- Extract to read -
<<<<

Honestly, that’s what happened to me.
I didn’t lose my identity overnight. I misplaced it slowly, leaving pieces behind in situations that demanded too much and gave too little back.
I adjusted.
I accommodated.
I endured, and I told myself I was being strong.
Truth be told, strength without agency isn’t strength. It’s compliance.
In Psychology,Ttere’s a concept called learned helplessness. It relates to situations when someone is repeatedly exposed to situations where their actions don’t change the outcome, they eventually stop trying. Not because they’re weak, but because their brain learns that effort is pointless.
Man,that hit uncomfortably close!
I wasn’t lazy.
I wasn’t indifferent.
I was exhausted, and exhaustion makes surrender look reasonable.
The argument that started all this forced me to see something I had avoided.
I had handed over authorship of my becoming. I let life, circumstances, other people’s expectations, and other people’s chaos decide who I was turning into. I adapted to survive, but I never stopped to ask whether I liked what I was adapting into.
Sadly, that’s the real danger of hard seasons. Not that they change you, but that they change you without your consent.
Here’s the part people don’t like to hear. Being shaped by pain is understandable. Staying shaped by it is a choice!
At some point, accountability enters the room, if you let it.
Quietly, without judgment, and asks a single question: “Who is responsible for who you are becoming now?”

>>>>

- Set exercise 1 -
Find every line in the listing that contains the word "metal" and copy each one. Case counts.

- Available records -
<<<<

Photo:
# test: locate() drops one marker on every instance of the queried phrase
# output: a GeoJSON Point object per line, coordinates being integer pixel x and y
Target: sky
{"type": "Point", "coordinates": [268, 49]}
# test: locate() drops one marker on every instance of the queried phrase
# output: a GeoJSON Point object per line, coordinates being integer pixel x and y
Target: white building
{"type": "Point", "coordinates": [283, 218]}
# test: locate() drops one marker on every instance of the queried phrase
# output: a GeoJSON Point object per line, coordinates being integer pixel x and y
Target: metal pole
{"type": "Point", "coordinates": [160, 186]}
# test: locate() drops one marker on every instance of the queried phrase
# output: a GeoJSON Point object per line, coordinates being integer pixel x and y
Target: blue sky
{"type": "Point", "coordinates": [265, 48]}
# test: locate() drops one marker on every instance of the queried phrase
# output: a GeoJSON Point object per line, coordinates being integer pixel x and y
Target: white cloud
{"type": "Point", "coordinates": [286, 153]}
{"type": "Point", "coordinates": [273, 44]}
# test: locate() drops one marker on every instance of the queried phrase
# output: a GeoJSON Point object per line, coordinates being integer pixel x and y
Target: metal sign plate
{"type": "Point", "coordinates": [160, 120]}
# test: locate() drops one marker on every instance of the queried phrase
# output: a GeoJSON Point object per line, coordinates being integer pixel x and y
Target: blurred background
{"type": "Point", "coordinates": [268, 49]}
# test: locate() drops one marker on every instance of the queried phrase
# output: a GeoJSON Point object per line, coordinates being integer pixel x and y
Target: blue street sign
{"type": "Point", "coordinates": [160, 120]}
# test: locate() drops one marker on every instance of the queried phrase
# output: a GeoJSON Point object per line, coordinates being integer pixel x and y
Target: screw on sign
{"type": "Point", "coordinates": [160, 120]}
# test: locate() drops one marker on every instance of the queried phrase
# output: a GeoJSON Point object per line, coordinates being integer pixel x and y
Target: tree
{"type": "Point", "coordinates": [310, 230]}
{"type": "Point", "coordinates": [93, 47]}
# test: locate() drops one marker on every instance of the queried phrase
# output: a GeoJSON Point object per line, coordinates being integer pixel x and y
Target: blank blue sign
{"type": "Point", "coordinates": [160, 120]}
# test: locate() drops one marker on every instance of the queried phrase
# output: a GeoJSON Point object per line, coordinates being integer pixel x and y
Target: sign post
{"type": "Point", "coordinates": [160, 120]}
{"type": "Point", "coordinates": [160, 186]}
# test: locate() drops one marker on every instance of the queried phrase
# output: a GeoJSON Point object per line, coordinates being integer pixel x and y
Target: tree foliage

>>>>

- Set exercise 2 -
Answer these questions about the passage on losing one's identity:
(a) What concept from psychology does the passage name?
(b) What does the passage say strength without agency is?
(c) What single question does accountability ask?

- Correct response 1 -
Target: metal pole
Target: metal sign plate

- Correct response 2 -
(a) Learned helplessness.
(b) Compliance.
(c) “Who is responsible for who you are becoming now?”